Exactly reproduce the line containing "Look at the photo above. For each instance of the plastic" together with every line after it, through the end of the entries, and give nothing more.
::::
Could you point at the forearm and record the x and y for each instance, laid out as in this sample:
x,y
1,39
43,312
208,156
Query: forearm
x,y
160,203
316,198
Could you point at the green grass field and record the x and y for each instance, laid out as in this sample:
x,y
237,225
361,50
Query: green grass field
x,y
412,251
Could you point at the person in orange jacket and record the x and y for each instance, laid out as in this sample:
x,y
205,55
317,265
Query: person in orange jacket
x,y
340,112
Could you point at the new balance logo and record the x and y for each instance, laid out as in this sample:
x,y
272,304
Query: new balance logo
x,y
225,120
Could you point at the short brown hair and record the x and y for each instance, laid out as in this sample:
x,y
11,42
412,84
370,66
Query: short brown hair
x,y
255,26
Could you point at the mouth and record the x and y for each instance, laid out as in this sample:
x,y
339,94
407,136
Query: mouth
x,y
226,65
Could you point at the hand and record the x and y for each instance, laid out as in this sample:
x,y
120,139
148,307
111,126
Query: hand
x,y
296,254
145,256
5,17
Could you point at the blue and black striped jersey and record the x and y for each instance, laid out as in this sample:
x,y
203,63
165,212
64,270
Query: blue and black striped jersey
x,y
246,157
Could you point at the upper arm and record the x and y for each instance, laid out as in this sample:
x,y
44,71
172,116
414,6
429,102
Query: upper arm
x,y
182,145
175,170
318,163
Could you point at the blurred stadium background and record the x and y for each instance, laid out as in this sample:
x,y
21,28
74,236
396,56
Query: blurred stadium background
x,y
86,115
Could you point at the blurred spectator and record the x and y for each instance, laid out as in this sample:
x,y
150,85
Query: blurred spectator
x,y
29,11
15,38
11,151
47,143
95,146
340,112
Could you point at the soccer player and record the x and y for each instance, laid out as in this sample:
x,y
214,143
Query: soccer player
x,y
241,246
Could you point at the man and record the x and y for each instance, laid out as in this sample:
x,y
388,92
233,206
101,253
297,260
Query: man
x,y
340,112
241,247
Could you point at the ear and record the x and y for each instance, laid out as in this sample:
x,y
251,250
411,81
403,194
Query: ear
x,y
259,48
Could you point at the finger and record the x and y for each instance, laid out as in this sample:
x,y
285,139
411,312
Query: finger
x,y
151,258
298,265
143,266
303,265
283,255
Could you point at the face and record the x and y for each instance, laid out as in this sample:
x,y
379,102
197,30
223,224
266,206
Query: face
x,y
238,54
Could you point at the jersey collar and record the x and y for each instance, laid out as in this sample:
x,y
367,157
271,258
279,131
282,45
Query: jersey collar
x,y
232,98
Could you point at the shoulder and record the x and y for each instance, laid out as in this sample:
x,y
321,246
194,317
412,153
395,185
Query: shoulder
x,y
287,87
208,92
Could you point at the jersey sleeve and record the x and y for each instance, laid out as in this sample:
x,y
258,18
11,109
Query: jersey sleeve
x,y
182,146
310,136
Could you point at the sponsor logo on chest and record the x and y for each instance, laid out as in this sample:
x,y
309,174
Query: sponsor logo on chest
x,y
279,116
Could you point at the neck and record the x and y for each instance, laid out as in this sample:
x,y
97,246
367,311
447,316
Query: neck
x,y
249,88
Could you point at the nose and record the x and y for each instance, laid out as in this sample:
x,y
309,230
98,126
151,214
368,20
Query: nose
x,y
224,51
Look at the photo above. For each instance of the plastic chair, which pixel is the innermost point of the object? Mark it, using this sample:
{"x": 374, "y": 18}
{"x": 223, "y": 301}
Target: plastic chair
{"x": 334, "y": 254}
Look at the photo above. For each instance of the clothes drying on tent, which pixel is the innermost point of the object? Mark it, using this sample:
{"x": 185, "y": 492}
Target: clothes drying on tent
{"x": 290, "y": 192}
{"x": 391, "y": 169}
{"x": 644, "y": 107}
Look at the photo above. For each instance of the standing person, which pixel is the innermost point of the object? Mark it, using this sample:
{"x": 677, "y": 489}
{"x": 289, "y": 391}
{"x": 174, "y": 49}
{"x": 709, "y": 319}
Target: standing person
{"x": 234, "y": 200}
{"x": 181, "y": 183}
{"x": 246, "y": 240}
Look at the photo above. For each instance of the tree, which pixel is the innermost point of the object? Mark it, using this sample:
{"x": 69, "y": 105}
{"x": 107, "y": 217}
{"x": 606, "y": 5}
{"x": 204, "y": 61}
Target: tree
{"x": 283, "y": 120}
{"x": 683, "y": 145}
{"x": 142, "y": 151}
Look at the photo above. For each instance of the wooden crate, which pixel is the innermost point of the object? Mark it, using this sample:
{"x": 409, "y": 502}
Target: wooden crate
::::
● **WRITTEN ANSWER**:
Look at the photo above. For each instance of the plastic chair, which pixel is the innermost point of the object? Mark it, using this sample:
{"x": 374, "y": 18}
{"x": 223, "y": 301}
Target: plastic chair
{"x": 334, "y": 254}
Look at the photo above. For each instance of the clothes drying on tent, which pixel is the innermost point of the object? Mark it, using this sample:
{"x": 185, "y": 492}
Target: clothes drying on tent
{"x": 290, "y": 192}
{"x": 391, "y": 169}
{"x": 644, "y": 107}
Look at the photo above. For each instance of the standing person, which pixel is the innermost point of the object? Mark it, using this sample:
{"x": 677, "y": 489}
{"x": 289, "y": 391}
{"x": 174, "y": 49}
{"x": 709, "y": 319}
Target: standing person
{"x": 234, "y": 200}
{"x": 181, "y": 183}
{"x": 246, "y": 240}
Look at the photo above. For each instance of the tree, which pixel is the innermost point of the object? Mark it, using this sample:
{"x": 69, "y": 105}
{"x": 107, "y": 217}
{"x": 606, "y": 5}
{"x": 204, "y": 61}
Target: tree
{"x": 283, "y": 120}
{"x": 683, "y": 145}
{"x": 142, "y": 151}
Look at the photo above. For each instance of the wooden crate, which pixel is the innermost point of the object? Mark it, using this sample:
{"x": 409, "y": 502}
Target: wooden crate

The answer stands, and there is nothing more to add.